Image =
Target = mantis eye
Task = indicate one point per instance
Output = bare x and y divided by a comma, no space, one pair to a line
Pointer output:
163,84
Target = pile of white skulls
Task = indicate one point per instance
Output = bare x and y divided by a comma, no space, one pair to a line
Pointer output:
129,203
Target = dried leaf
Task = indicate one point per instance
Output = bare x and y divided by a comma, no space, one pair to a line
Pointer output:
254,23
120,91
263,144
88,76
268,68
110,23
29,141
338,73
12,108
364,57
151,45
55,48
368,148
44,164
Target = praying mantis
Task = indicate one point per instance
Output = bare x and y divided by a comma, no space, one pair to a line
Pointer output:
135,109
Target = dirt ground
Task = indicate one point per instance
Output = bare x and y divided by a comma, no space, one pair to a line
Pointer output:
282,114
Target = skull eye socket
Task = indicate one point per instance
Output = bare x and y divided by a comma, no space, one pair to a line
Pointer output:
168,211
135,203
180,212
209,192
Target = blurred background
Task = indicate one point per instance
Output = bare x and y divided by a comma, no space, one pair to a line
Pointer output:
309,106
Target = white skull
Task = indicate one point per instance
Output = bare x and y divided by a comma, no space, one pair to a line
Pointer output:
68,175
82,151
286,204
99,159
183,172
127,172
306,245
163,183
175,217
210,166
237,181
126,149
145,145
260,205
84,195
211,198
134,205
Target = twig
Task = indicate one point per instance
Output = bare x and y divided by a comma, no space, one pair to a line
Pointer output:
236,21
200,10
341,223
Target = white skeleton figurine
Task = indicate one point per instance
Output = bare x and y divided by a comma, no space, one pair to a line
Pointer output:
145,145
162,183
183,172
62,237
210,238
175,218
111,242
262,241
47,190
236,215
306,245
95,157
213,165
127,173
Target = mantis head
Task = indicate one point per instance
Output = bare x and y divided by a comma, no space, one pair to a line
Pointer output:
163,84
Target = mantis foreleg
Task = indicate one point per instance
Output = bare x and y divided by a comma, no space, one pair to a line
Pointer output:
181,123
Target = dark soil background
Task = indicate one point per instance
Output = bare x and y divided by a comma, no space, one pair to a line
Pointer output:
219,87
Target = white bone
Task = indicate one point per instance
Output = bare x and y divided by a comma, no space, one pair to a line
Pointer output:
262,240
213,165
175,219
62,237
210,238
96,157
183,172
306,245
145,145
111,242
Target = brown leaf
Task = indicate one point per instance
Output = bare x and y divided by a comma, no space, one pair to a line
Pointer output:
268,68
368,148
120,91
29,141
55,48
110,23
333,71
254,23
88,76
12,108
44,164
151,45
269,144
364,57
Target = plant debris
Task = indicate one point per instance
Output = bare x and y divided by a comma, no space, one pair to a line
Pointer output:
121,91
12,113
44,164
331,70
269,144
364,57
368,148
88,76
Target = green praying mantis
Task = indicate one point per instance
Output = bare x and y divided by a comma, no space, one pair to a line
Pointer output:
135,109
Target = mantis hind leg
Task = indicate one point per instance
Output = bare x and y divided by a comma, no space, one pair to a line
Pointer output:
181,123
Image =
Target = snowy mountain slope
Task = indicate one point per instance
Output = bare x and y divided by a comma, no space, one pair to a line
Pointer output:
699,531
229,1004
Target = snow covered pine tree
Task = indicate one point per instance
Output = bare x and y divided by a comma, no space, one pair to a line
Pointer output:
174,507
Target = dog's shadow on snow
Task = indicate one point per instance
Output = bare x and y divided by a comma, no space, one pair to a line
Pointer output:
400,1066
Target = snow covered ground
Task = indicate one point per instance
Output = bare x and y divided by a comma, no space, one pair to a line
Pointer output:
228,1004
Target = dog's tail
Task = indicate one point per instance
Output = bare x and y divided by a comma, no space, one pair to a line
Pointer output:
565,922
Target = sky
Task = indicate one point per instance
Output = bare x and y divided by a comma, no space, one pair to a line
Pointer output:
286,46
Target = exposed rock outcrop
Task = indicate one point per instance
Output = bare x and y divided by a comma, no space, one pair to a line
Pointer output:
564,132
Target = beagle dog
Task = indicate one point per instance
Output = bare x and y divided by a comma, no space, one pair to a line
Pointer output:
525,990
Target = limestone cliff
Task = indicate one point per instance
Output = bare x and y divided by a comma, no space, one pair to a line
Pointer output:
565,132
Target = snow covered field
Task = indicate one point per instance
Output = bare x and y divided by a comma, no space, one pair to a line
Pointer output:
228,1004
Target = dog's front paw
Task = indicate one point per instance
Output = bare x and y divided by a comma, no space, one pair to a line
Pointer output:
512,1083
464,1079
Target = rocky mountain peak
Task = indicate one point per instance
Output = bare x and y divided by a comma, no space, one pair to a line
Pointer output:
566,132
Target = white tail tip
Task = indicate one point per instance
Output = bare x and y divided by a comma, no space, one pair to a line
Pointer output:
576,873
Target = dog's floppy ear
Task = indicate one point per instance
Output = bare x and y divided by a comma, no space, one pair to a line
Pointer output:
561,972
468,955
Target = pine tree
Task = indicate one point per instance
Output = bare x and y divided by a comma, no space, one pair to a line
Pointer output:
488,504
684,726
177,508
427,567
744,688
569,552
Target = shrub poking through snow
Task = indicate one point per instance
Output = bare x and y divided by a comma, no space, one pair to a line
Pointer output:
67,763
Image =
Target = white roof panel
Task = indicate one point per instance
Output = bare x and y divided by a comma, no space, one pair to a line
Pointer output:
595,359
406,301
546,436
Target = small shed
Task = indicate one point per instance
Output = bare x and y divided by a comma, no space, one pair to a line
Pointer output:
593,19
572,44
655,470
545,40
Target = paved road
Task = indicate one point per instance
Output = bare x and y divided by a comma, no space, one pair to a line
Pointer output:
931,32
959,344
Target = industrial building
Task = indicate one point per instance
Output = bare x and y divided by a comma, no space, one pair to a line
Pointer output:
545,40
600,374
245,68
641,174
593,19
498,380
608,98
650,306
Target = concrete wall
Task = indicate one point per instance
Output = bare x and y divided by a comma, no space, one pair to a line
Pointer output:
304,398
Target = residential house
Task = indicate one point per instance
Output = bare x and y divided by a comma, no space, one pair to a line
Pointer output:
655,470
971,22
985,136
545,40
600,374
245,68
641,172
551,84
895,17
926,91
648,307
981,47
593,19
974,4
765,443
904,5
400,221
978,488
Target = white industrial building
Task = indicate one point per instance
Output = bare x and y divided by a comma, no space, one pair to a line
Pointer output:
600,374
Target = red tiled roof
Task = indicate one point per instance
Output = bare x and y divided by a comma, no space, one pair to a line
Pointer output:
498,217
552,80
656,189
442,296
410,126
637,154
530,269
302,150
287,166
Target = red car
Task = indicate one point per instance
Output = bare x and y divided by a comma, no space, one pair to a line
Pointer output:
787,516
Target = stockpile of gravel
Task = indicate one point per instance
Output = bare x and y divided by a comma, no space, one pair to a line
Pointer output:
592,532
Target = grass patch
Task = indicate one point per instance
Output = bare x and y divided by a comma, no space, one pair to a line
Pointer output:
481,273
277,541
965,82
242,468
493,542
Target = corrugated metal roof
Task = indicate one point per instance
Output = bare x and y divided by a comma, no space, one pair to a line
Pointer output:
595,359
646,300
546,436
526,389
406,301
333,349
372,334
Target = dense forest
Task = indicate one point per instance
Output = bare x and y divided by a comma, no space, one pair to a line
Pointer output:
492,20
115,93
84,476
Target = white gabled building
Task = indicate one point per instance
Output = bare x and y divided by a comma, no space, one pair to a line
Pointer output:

◆ ◆ ◆ ◆

Description of the task – Pull out every line from the one with "Target = grass patch" to the end of the listing, and output only those.

Response to this exercise –
Target = grass patch
Task = indicate one point per instance
Output = bare x and y divided by a comma, no space, one pair to a line
Pointer output:
481,273
277,541
965,82
242,468
493,542
Target = corrugated metal roof
Task = indicate one point per instance
Output = bare x and y divided by a comma, no space, one pair to a line
Pointer output:
595,359
646,300
546,436
526,389
406,301
333,349
372,334
Target = dense forest
Task = indicate one point per instance
Output = bare x and y divided by a comma, no space, one pair to a line
Pointer output:
492,20
115,93
84,476
Target = white gabled building
Task = indicate one point per instance
Output = bare x and y divided by a comma, no space, one pair to a line
Pointer output:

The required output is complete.